Document passage Start Marker
As more countries adopt a full lockdown state to counter Covid-19, companies around the world are deciding their next steps. For many, it is the bleak prospect of shutting up shop and weathering the storm. For some, it will be possible, or even necessary, to remain open for consumers. The actions of both groups during this pandemic will be watched carefully, not only by their own staff, but by the public as well. While the next few months will certainly be a turbulent time for many businesses, larger companies that could conceivably survive a prolonged lockdown period will be scrutinised on their treatment of staff.
Modern consumers are savvier than ever, have high expectations of the brands they buy from and outlets they visit, and are typically well informed, owing to their access to social media and the internet in general. The world is watching, as news outlets report on how businesses are dealing with the crisis, and some are definitely coming off better than others.
ALDI, for example, has announced a 10% bonus to its store and distribution staff, immediately endearing themselves with the public, gaining the support of their workforce, and establishing the company as an attractive prospective employer (in a time where supermarkets have an urgent need of more staff).
While this demonstration of goodwill may indeed serve as some excellent PR, ALDI’s treatment of its staff was quickly spread on social media, with many consumers commenting on and applauding the company’s actions.
Contrast this, then, with Wetherspoon’s strategy; their chairman has made several controversial statements regarding the company’s inability to pay its staff, even encouraging them to take jobs at supermarkets such as Tesco, if that was what they wanted.
Wetherspoon’s remarks may be prudent in a financial context, but their stance has drawn widespread criticism on social media, with many consumers now saying they will boycott the pub chain after the pandemic subsides.
Document passage End Marker
Study material Start Marker
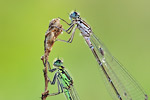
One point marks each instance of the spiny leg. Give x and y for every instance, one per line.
x=71, y=38
x=65, y=21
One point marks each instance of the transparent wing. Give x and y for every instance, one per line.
x=124, y=83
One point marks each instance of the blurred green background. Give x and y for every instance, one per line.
x=124, y=27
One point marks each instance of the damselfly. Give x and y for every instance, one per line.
x=64, y=81
x=51, y=35
x=124, y=87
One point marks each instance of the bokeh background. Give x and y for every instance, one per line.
x=123, y=26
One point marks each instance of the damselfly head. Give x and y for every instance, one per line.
x=74, y=15
x=58, y=63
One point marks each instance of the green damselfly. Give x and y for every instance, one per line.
x=64, y=81
x=122, y=85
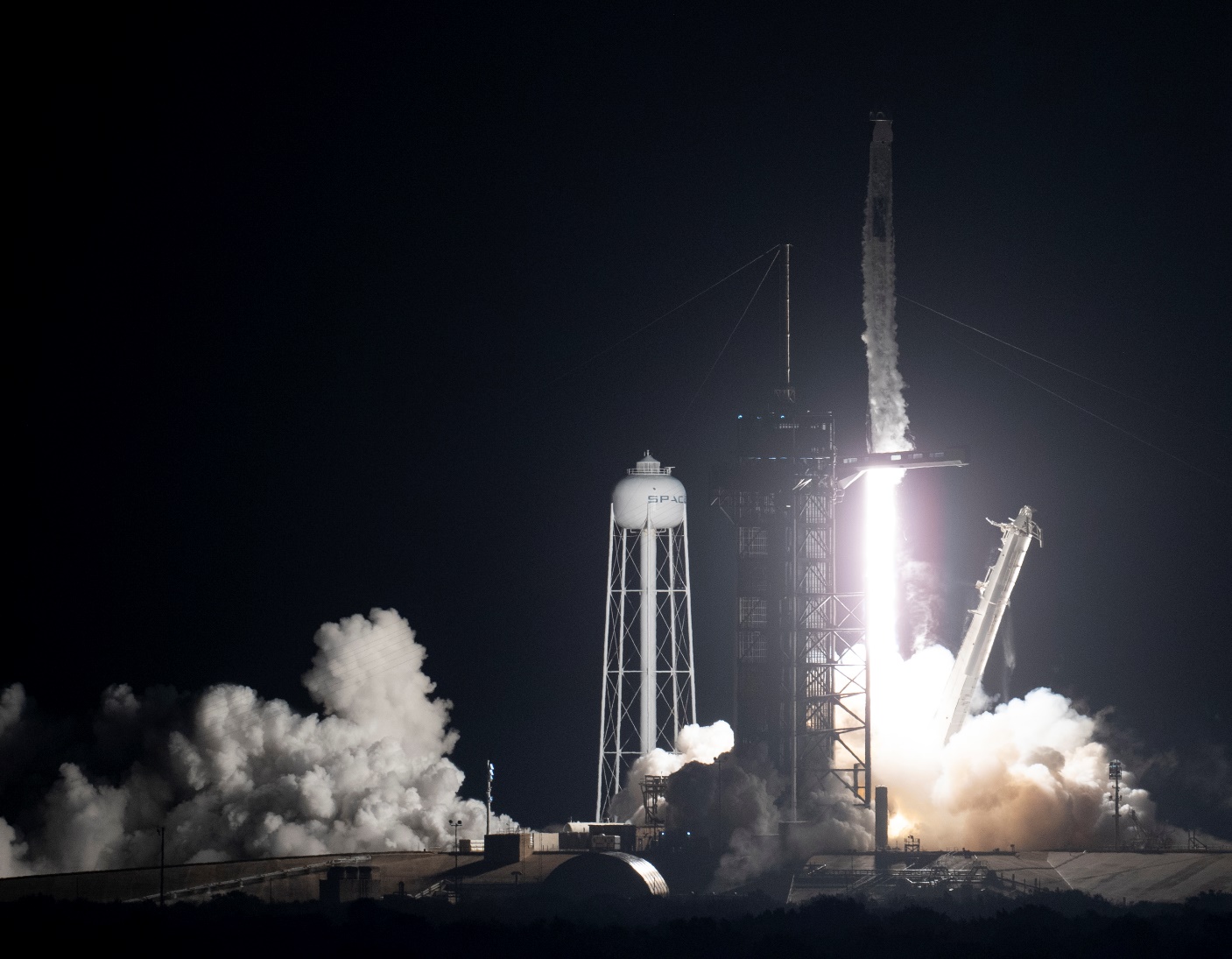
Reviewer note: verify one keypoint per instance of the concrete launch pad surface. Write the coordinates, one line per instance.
(1129, 877)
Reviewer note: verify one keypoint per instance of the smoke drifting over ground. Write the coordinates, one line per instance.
(233, 775)
(700, 744)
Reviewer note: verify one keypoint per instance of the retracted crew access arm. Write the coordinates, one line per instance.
(977, 644)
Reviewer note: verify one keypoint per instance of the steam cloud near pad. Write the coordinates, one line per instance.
(235, 775)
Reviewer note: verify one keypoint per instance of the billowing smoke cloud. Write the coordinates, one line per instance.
(235, 775)
(1030, 772)
(695, 744)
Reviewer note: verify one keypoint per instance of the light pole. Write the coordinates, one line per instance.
(457, 877)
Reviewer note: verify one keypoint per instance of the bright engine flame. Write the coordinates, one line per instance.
(881, 569)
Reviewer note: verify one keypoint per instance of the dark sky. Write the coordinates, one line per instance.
(315, 296)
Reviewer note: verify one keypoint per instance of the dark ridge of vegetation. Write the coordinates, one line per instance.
(1049, 926)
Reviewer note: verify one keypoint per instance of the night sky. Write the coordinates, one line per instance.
(321, 303)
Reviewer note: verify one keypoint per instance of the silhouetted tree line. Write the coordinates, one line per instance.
(1049, 926)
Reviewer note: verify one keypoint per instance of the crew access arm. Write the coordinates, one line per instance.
(977, 644)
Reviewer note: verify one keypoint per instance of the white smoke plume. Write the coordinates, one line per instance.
(693, 744)
(1030, 772)
(887, 409)
(244, 777)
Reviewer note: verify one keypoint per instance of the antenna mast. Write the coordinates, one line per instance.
(786, 302)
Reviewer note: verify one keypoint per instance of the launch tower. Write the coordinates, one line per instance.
(801, 666)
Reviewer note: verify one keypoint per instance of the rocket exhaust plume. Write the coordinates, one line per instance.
(235, 775)
(1030, 772)
(887, 411)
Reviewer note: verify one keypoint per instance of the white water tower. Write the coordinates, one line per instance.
(648, 678)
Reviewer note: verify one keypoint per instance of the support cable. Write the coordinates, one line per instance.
(665, 316)
(1032, 356)
(1083, 409)
(726, 344)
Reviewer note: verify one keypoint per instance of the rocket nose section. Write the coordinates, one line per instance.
(883, 127)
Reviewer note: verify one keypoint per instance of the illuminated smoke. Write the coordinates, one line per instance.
(243, 777)
(693, 744)
(1030, 772)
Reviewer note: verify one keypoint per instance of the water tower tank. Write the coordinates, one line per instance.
(650, 493)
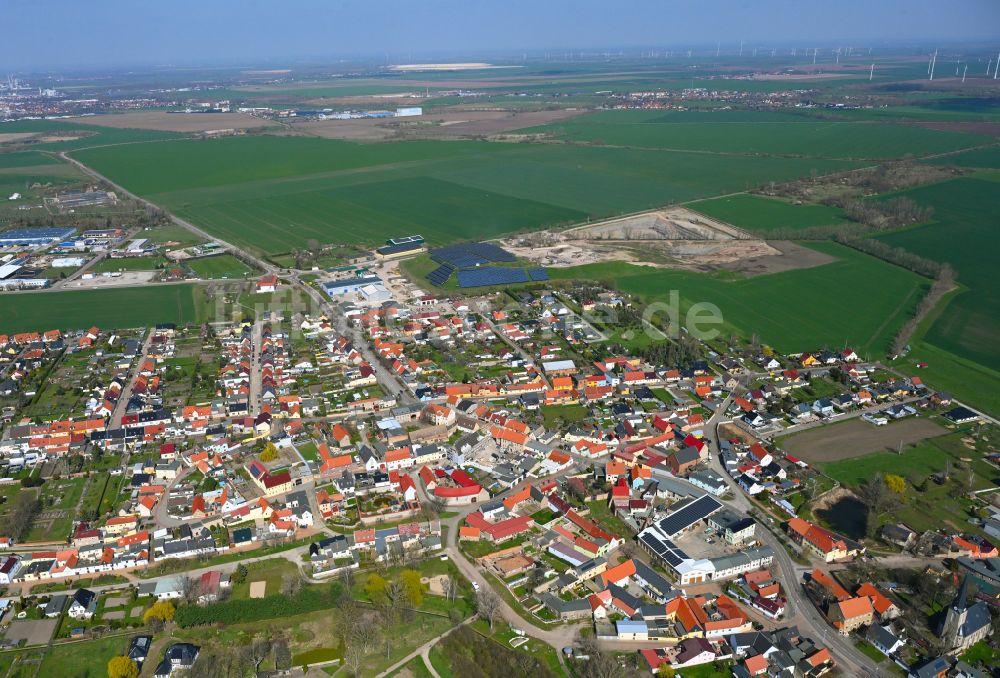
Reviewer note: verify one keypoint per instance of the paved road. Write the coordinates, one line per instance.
(120, 407)
(799, 610)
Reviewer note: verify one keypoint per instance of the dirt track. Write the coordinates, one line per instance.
(856, 438)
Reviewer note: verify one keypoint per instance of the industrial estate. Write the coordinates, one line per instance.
(591, 364)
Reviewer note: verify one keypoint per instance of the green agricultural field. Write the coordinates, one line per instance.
(857, 299)
(807, 138)
(223, 266)
(111, 308)
(982, 157)
(756, 213)
(84, 659)
(915, 463)
(274, 193)
(25, 159)
(86, 135)
(963, 233)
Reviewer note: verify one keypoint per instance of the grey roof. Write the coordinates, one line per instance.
(560, 606)
(686, 516)
(977, 617)
(881, 636)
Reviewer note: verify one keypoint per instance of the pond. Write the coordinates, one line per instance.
(849, 516)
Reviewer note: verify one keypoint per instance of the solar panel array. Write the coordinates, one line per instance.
(685, 517)
(664, 548)
(470, 255)
(491, 275)
(439, 276)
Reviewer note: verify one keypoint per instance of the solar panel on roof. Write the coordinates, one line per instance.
(685, 517)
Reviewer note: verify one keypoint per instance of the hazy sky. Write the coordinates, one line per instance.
(47, 33)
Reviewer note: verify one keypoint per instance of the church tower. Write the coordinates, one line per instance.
(954, 621)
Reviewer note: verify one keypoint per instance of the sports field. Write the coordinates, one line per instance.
(856, 300)
(757, 213)
(963, 233)
(868, 140)
(272, 194)
(108, 309)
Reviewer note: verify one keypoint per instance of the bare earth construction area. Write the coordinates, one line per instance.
(856, 438)
(675, 237)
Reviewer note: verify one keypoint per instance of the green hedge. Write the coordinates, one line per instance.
(247, 610)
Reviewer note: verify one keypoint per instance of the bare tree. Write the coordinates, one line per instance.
(488, 604)
(450, 587)
(354, 657)
(365, 633)
(290, 584)
(258, 651)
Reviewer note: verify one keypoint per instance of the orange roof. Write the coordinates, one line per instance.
(879, 601)
(615, 468)
(755, 664)
(821, 657)
(827, 582)
(559, 457)
(855, 607)
(397, 455)
(618, 572)
(511, 436)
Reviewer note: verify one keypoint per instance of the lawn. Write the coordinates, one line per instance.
(757, 213)
(308, 451)
(567, 414)
(271, 571)
(83, 659)
(222, 266)
(276, 193)
(130, 264)
(765, 137)
(857, 300)
(59, 499)
(110, 308)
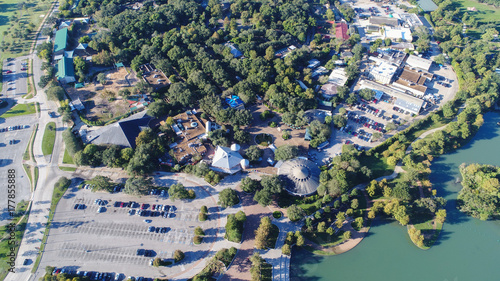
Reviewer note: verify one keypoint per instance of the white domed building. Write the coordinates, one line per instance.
(302, 176)
(228, 160)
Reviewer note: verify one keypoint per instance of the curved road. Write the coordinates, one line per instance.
(49, 173)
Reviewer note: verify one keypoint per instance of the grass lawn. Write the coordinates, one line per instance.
(378, 166)
(324, 239)
(31, 14)
(5, 232)
(49, 136)
(67, 159)
(20, 109)
(67, 169)
(484, 13)
(56, 196)
(273, 236)
(266, 272)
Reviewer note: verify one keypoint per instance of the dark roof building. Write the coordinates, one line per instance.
(341, 31)
(122, 133)
(61, 41)
(65, 70)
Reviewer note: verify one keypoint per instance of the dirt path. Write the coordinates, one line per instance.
(240, 268)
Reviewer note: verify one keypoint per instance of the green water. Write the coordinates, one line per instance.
(468, 249)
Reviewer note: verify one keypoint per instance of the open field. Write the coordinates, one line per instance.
(484, 13)
(20, 109)
(28, 18)
(49, 137)
(102, 102)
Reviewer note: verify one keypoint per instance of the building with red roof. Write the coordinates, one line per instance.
(341, 30)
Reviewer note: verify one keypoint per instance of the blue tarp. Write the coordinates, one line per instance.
(378, 94)
(234, 101)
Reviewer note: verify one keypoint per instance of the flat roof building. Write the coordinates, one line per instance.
(419, 62)
(403, 100)
(338, 77)
(341, 31)
(60, 41)
(65, 70)
(397, 33)
(384, 21)
(383, 72)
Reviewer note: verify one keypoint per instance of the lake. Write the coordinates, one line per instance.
(467, 249)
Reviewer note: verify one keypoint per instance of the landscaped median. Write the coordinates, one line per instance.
(20, 109)
(59, 189)
(17, 227)
(49, 137)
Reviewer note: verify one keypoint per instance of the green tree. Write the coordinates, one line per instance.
(228, 198)
(253, 153)
(249, 185)
(178, 191)
(55, 93)
(178, 255)
(295, 213)
(101, 78)
(286, 152)
(101, 183)
(138, 186)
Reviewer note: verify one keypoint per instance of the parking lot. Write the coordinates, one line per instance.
(13, 144)
(119, 240)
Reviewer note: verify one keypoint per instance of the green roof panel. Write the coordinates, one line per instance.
(61, 40)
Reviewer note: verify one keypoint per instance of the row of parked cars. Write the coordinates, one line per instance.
(13, 128)
(158, 229)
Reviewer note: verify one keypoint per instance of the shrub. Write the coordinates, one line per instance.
(199, 231)
(62, 183)
(234, 226)
(197, 239)
(178, 255)
(202, 217)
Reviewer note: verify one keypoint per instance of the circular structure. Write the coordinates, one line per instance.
(244, 163)
(235, 147)
(302, 174)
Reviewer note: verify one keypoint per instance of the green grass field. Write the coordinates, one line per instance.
(67, 169)
(67, 159)
(31, 15)
(20, 109)
(49, 136)
(484, 13)
(19, 232)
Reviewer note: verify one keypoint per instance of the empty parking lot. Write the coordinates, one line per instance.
(85, 240)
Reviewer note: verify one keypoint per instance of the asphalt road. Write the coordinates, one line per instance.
(49, 173)
(11, 157)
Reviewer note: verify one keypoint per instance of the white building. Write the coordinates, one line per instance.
(338, 77)
(419, 62)
(397, 33)
(227, 160)
(383, 72)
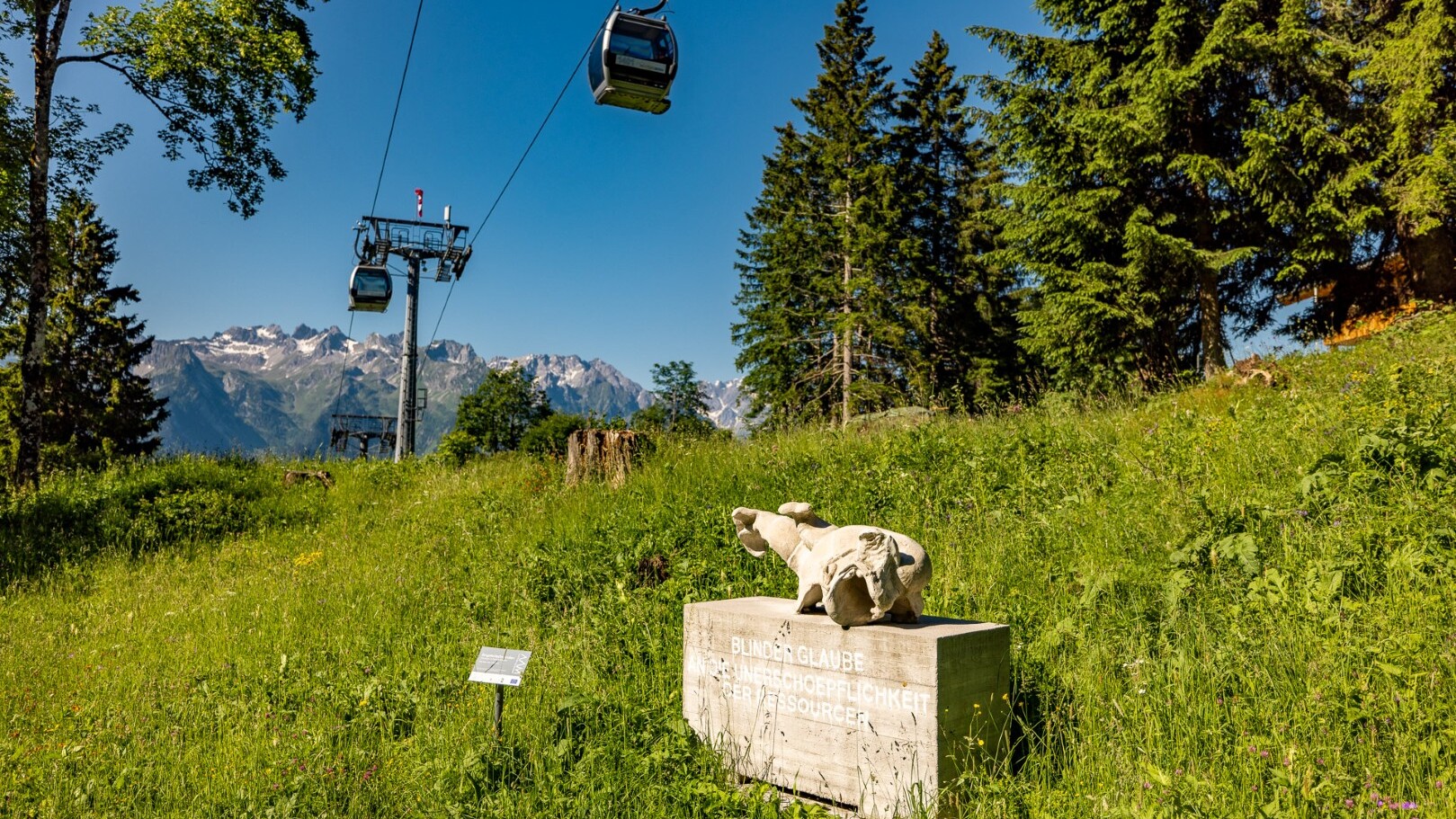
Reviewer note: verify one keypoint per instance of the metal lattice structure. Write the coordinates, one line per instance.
(416, 244)
(364, 431)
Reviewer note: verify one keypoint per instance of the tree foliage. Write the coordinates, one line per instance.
(957, 307)
(680, 405)
(219, 72)
(496, 416)
(818, 334)
(96, 406)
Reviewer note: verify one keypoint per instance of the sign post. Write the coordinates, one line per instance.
(501, 668)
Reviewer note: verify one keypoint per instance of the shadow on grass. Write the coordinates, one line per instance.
(136, 510)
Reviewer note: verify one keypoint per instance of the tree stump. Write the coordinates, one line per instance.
(600, 453)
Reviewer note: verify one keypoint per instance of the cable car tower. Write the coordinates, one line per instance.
(416, 244)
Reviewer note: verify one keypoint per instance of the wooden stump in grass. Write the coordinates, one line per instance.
(600, 453)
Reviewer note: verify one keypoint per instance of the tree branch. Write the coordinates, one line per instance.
(101, 58)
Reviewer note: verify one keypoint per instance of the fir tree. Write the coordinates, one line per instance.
(817, 281)
(680, 405)
(785, 293)
(1136, 209)
(496, 414)
(955, 304)
(96, 406)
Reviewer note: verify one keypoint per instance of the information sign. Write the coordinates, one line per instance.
(501, 666)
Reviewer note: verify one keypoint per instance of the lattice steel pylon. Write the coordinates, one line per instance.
(418, 244)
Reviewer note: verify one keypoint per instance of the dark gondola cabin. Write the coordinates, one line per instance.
(371, 289)
(634, 63)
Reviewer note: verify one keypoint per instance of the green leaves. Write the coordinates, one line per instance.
(220, 73)
(496, 416)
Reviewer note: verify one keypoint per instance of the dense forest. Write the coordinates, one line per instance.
(1145, 185)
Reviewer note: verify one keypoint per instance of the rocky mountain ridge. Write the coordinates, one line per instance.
(267, 390)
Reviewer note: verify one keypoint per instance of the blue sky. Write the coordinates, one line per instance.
(616, 240)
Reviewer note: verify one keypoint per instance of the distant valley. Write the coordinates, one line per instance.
(265, 390)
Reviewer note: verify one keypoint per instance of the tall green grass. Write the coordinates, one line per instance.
(1230, 601)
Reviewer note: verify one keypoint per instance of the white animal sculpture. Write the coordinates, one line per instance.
(858, 574)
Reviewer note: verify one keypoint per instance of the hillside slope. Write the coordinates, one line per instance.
(1228, 601)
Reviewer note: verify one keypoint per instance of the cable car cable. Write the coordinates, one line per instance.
(397, 98)
(345, 369)
(519, 164)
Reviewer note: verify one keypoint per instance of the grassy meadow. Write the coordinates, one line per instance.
(1229, 601)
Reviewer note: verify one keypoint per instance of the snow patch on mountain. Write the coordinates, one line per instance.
(263, 388)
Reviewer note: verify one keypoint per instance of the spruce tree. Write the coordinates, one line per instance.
(954, 303)
(785, 294)
(1136, 209)
(96, 406)
(816, 261)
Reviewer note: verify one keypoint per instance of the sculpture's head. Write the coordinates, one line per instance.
(759, 530)
(862, 583)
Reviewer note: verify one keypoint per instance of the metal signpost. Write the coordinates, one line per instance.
(501, 668)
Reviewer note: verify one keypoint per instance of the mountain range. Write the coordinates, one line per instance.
(264, 390)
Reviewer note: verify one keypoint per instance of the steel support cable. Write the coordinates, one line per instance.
(519, 164)
(344, 369)
(397, 99)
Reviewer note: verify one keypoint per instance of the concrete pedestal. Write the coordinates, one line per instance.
(874, 716)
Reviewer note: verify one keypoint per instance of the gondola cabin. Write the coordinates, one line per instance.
(371, 289)
(634, 63)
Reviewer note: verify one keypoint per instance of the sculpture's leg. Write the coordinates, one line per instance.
(907, 609)
(809, 595)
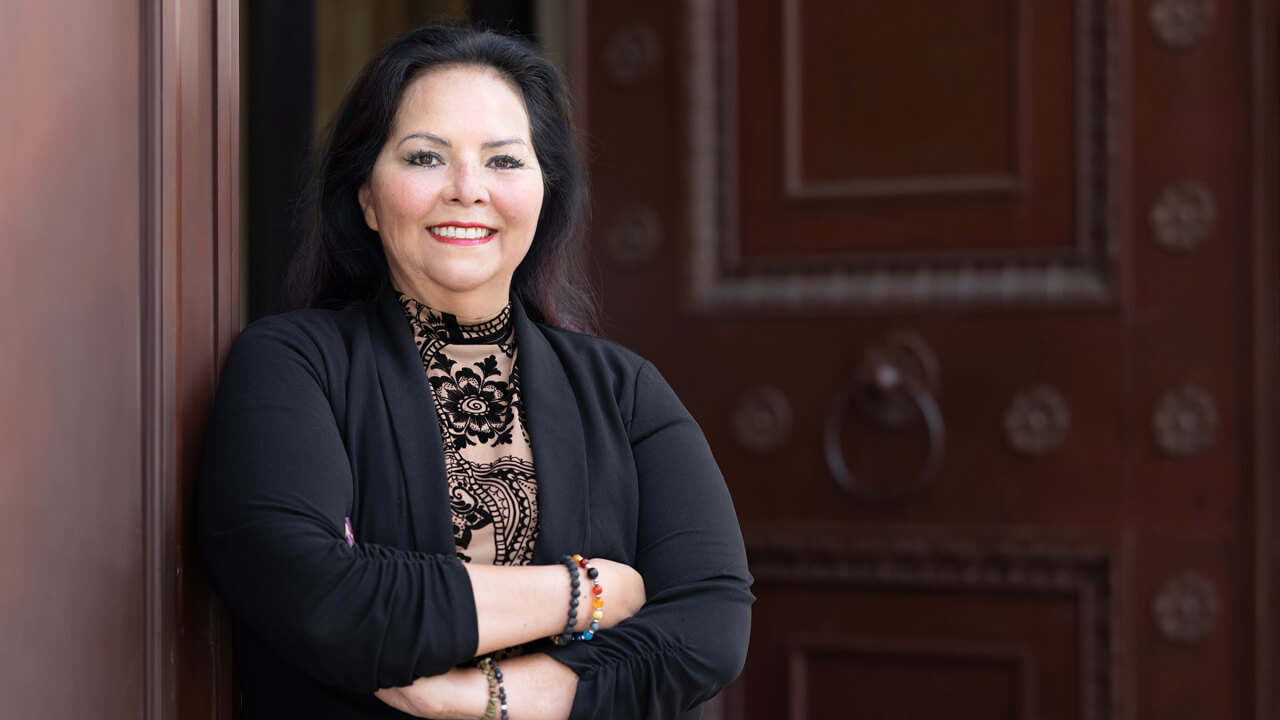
Study material End Marker
Exercise A: In the article on how companies treat staff during the Covid-19 lockdown, what bonus did ALDI announce for its store and distribution staff?
Exercise B: Please translate this sentence from the article on how companies treat staff during the Covid-19 lockdown into Spanish: "Wetherspoon’s remarks may be prudent in a financial context, but their stance has drawn widespread criticism on social media, with many consumers now saying they will boycott the pub chain after the pandemic subsides."

Answer area A: A 10% bonus.

Answer area B: Las declaraciones de Wetherspoon pueden ser prudentes en un contexto financiero, pero su postura ha suscitado amplias críticas en las redes sociales, y muchos consumidores dicen ahora que boicotearán la cadena de pubs cuando la pandemia remita.